How to complete this task -> Reproduce the material verbatim, starting at the line containing "Task: provide the" and ending at the line containing "rough mask: <svg".

*** Opening Extracted information ***

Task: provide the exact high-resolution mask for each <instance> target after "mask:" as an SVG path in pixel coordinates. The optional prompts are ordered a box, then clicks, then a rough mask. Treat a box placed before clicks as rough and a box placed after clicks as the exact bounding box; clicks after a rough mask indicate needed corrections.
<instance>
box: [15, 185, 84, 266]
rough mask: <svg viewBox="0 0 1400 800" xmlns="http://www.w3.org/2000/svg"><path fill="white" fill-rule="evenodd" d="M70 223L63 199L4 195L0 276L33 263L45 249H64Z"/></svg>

*** Closing Extracted information ***
*** Opening Extracted information ***

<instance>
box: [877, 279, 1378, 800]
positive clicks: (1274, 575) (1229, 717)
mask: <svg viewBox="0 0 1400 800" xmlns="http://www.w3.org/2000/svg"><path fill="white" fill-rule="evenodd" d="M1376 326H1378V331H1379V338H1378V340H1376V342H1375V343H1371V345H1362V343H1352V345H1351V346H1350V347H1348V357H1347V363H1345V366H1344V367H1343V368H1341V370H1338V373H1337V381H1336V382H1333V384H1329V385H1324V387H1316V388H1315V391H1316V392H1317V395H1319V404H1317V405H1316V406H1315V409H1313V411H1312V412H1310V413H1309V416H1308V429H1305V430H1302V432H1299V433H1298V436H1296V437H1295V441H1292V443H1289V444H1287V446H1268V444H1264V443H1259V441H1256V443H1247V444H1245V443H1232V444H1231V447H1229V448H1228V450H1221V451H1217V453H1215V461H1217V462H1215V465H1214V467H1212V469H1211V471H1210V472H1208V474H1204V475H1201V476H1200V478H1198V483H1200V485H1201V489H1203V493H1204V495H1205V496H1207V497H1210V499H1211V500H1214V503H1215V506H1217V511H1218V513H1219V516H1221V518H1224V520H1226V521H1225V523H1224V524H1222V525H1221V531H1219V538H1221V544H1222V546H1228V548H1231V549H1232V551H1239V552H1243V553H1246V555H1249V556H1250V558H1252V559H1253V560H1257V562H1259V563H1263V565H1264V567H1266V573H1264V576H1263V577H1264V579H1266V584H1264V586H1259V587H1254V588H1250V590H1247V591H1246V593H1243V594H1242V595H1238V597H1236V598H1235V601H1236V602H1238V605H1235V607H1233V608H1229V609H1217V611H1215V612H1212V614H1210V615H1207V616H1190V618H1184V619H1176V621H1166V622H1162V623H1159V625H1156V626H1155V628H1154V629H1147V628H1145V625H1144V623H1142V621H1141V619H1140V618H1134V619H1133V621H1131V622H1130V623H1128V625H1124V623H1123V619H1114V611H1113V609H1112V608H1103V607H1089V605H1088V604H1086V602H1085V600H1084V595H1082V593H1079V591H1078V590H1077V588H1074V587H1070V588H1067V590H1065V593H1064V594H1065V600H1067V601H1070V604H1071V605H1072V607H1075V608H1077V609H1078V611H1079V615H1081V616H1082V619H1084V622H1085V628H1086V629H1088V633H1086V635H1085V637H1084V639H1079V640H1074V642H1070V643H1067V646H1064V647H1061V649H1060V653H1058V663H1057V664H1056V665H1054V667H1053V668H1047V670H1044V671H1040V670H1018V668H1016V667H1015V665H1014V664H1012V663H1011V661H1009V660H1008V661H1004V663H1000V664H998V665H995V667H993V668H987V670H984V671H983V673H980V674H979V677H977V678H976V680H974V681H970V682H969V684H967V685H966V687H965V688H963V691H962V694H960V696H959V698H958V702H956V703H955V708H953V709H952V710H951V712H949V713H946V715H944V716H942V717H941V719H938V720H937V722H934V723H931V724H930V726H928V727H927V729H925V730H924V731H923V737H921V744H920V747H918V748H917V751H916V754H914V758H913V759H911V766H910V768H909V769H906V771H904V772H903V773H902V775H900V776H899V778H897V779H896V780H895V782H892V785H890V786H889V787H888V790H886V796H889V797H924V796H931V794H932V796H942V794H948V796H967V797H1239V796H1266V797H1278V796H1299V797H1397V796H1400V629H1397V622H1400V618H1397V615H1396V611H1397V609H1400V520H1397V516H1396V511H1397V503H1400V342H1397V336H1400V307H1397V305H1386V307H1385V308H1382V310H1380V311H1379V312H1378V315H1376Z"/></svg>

*** Closing Extracted information ***

Answer area ->
Task: provide the exact high-resolution mask for each <instance> target after "mask:" as an SVG path in pixel coordinates. The optional prompts are ordered a box, then clicks, then a rough mask. Treat a box placed before clicks as rough and a box placed after clicks as the exact bounding box; clicks after a rough mask indicate needed corrections.
<instance>
box: [15, 185, 84, 266]
rough mask: <svg viewBox="0 0 1400 800" xmlns="http://www.w3.org/2000/svg"><path fill="white" fill-rule="evenodd" d="M70 223L63 199L4 195L0 276L33 263L45 249H64Z"/></svg>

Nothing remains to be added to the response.